→ Entries from a pointing dataset
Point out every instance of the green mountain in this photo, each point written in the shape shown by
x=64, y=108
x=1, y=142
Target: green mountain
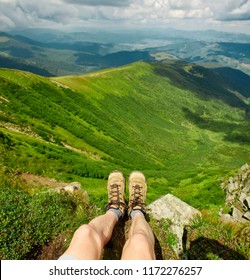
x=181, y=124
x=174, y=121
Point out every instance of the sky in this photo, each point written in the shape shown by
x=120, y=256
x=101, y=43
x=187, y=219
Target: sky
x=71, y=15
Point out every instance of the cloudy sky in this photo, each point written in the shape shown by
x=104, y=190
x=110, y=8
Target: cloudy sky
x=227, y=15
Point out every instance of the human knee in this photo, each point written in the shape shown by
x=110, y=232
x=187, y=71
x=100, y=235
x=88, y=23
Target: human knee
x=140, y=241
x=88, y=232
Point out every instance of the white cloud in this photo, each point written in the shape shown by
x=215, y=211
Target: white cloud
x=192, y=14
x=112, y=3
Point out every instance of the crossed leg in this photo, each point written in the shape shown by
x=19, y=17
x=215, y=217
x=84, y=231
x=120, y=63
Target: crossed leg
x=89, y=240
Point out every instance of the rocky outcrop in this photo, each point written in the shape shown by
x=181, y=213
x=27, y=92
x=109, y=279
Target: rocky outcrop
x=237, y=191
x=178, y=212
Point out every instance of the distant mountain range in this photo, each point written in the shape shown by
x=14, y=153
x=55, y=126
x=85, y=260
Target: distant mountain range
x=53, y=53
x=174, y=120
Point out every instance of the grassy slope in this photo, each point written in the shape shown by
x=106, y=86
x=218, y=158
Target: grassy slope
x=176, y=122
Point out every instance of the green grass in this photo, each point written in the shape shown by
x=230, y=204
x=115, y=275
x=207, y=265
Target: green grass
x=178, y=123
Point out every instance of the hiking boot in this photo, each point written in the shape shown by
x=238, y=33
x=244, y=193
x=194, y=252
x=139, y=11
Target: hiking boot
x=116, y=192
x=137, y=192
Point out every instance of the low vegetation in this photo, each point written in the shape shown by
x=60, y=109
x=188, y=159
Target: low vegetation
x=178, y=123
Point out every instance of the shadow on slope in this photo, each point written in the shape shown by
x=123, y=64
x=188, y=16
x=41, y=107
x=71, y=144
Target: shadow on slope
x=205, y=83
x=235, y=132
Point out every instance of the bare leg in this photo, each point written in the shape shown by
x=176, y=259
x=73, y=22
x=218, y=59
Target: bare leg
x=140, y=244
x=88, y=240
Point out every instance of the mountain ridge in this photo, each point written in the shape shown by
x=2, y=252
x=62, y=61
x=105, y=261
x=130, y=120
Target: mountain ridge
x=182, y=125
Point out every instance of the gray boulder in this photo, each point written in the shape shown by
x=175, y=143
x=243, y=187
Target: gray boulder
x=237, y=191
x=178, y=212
* * *
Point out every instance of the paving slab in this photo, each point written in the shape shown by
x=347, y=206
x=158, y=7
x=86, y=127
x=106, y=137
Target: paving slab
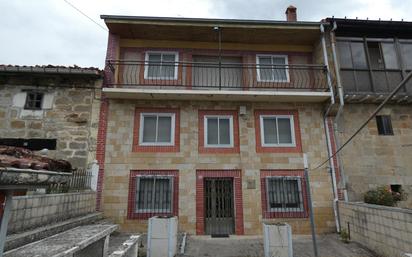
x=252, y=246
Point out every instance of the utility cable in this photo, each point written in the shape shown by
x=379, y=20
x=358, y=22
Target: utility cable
...
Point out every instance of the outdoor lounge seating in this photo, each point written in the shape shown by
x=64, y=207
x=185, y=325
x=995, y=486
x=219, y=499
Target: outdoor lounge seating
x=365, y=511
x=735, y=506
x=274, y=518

→ GIVEN PROBLEM
Copy the lines of the records above word for word, beginning at the line that contains "Point out every instance of the green mountain" and ending after the line that contains "x=88, y=232". Leave the pictures out of your answer.

→ SOLUTION TO THE PROBLEM
Point out every instance of the green mountain in this photo, each point written in the shape shown by
x=64, y=108
x=1, y=142
Target: green mountain
x=181, y=124
x=174, y=121
Point out every instance of the sky in this photo, each point written in the shape shown by
x=120, y=256
x=101, y=43
x=187, y=219
Target: sky
x=71, y=15
Point out every instance of the cloudy sky in this photo, each point written in the shape shown by
x=104, y=190
x=110, y=8
Target: cloudy sky
x=227, y=15
Point out every instance of the human knee in this photo, each point written in the shape shown by
x=110, y=232
x=187, y=71
x=100, y=235
x=88, y=23
Target: human knee
x=140, y=241
x=88, y=232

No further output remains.